## What you are asked to do:
Once the line with "the black rubber" is found in the entries below, repeat it and each following line exactly, up to and including the line with "of the dense". Add no other lines.

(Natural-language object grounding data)
----

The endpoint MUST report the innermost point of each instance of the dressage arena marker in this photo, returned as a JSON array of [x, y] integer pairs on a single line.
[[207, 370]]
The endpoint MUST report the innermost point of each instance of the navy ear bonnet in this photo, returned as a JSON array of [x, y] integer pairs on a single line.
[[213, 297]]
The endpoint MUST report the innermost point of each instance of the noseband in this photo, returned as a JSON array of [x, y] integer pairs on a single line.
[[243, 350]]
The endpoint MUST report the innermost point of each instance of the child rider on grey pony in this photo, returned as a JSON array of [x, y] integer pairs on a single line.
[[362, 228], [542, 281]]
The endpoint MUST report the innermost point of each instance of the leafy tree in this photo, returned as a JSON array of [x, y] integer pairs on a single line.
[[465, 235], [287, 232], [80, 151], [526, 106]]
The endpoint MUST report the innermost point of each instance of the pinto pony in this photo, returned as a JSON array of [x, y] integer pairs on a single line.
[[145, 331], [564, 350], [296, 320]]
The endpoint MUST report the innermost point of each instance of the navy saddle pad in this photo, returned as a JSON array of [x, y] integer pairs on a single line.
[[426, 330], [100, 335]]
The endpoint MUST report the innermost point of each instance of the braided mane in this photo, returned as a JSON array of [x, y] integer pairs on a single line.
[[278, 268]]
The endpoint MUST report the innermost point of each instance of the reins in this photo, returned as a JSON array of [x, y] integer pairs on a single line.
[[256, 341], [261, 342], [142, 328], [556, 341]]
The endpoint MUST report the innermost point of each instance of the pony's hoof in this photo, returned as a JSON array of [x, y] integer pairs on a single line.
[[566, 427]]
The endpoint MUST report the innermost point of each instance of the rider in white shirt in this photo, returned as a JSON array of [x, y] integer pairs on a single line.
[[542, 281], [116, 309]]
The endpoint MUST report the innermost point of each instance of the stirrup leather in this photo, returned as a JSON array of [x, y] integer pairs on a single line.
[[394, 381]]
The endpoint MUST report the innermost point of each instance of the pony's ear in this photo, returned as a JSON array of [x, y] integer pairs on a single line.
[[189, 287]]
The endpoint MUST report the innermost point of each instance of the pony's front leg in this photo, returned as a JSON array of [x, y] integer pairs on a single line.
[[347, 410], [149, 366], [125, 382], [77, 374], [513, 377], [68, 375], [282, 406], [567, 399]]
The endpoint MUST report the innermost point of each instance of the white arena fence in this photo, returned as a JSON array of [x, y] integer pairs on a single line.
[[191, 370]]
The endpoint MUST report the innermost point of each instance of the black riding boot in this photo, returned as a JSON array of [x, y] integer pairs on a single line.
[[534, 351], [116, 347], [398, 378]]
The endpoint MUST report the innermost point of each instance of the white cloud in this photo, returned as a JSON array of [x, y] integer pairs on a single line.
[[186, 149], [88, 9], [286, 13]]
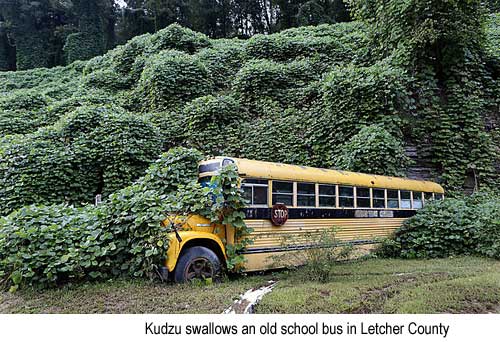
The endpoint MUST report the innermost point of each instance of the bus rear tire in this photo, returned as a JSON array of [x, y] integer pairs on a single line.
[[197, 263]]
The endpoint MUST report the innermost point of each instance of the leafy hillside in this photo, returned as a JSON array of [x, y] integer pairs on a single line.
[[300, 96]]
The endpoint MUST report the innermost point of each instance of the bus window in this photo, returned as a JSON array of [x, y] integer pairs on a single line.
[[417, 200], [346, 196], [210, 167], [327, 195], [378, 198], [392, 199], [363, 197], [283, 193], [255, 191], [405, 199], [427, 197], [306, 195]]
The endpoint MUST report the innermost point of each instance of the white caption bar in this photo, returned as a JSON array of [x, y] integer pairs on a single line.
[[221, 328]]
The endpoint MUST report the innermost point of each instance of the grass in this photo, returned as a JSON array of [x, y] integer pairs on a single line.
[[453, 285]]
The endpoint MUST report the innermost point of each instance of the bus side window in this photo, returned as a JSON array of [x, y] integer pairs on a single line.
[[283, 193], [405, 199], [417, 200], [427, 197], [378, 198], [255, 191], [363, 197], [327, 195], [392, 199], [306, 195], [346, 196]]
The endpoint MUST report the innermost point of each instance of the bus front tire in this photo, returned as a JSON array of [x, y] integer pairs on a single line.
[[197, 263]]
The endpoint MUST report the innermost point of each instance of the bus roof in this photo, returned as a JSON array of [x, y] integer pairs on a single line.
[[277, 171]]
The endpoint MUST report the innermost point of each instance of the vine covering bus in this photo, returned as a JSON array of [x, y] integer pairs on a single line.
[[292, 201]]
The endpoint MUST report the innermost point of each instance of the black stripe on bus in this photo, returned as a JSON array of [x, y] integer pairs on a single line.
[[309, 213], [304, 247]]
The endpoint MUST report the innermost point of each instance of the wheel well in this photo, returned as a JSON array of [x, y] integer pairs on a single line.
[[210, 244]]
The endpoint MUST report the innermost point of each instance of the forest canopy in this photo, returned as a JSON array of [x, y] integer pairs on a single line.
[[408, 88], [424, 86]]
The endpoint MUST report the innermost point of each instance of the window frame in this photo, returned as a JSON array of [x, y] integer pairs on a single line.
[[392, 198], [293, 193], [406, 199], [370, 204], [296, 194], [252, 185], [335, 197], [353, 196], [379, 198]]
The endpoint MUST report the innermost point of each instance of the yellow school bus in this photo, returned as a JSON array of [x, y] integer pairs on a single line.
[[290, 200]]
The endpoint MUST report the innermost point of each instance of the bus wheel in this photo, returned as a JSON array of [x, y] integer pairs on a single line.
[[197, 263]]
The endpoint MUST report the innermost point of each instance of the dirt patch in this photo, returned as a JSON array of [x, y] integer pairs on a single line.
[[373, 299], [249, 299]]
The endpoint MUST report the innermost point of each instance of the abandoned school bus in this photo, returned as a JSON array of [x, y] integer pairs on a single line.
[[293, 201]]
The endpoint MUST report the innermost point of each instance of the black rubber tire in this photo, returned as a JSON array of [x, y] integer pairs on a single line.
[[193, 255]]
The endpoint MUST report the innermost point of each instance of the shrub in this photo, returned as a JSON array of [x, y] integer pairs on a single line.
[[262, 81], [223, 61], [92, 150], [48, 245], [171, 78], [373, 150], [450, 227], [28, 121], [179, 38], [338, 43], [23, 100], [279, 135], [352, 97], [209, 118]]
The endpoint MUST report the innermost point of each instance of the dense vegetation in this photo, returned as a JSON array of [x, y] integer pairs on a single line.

----

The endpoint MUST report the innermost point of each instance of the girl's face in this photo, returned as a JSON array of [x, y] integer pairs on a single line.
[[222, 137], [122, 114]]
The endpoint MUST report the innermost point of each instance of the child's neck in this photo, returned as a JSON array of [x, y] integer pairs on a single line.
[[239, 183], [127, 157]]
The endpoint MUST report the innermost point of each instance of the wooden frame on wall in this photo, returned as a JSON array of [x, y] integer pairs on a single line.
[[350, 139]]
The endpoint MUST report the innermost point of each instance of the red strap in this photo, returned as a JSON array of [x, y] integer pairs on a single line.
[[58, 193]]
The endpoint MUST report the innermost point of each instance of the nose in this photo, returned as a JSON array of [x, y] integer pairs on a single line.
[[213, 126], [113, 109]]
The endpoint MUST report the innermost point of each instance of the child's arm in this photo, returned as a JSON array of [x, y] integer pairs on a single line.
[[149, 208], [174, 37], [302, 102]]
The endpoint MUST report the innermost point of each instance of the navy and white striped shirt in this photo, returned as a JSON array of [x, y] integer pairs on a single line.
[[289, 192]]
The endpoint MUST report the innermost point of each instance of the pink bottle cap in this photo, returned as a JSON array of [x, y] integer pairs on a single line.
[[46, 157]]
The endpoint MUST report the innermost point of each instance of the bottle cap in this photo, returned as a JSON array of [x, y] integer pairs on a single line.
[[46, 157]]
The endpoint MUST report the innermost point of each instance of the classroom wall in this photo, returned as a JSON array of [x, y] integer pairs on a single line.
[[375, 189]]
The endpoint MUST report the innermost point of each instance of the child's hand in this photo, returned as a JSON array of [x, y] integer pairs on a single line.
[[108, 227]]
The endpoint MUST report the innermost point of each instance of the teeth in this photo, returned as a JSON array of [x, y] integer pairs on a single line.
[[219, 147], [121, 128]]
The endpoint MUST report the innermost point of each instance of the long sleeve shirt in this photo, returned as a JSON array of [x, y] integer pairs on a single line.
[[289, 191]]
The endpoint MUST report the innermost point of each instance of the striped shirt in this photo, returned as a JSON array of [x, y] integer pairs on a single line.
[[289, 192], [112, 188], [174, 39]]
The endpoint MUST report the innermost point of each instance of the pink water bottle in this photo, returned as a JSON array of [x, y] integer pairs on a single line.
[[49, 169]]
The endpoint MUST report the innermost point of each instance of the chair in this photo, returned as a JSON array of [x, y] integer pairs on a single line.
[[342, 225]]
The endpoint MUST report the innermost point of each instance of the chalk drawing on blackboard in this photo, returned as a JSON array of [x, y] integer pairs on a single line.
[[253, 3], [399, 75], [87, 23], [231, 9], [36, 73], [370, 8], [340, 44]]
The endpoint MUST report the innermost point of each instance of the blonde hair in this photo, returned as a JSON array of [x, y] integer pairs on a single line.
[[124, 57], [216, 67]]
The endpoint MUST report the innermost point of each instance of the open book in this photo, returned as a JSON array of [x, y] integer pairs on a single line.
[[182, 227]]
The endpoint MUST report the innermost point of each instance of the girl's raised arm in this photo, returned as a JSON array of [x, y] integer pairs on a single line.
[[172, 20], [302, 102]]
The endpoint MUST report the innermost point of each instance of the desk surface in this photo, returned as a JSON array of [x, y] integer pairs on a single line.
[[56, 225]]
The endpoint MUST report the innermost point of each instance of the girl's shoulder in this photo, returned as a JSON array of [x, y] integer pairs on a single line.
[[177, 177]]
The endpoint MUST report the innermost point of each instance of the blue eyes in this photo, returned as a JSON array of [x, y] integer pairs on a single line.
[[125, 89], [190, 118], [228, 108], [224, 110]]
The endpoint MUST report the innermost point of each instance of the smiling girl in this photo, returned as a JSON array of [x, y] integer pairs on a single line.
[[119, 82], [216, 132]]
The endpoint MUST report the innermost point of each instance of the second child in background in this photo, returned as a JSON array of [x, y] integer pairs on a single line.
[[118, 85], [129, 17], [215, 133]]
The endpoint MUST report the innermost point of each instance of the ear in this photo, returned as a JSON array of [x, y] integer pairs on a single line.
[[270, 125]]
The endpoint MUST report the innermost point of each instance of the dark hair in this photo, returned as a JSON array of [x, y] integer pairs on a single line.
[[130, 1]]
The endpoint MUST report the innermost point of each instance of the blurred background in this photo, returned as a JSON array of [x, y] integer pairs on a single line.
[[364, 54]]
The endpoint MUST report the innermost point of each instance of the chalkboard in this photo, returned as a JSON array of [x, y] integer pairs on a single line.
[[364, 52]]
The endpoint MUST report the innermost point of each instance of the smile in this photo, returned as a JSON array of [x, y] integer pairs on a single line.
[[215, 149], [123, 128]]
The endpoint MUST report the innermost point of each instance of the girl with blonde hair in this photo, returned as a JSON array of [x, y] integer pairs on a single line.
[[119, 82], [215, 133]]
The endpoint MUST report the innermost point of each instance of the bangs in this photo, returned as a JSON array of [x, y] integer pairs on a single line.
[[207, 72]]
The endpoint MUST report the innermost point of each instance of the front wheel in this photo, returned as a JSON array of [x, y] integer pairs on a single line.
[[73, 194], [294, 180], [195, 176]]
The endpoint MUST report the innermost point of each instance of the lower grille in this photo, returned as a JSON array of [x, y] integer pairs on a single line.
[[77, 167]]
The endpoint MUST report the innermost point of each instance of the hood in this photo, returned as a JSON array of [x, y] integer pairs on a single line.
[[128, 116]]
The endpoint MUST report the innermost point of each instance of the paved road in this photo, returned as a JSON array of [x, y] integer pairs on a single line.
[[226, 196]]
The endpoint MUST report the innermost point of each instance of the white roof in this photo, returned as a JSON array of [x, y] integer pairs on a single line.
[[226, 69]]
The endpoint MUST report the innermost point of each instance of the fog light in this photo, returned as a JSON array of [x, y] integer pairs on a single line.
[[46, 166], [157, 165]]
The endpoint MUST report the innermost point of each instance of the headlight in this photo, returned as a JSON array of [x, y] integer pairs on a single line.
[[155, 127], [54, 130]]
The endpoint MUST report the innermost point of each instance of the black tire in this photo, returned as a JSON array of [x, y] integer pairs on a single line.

----

## Exercise result:
The endpoint MUST report the innermost point of each instance of the black rubber tire in this photo, returned as a JSON array of [x, y] integer pairs on a single line.
[[193, 255]]
The endpoint MUST report the innermost point of each instance of the shrub in this photo, returned as a JSON array of [x, y] integer pairs on a single line.
[[262, 81], [223, 61], [92, 150], [48, 245], [171, 78], [373, 150], [450, 227], [28, 121], [179, 38], [338, 43], [23, 100], [279, 135], [352, 97], [209, 118]]
The endpoint MUST report the innermost point of each instance of the dense vegetation in this photo, returned as a JSON array of [x, y] integer pairs on a single line.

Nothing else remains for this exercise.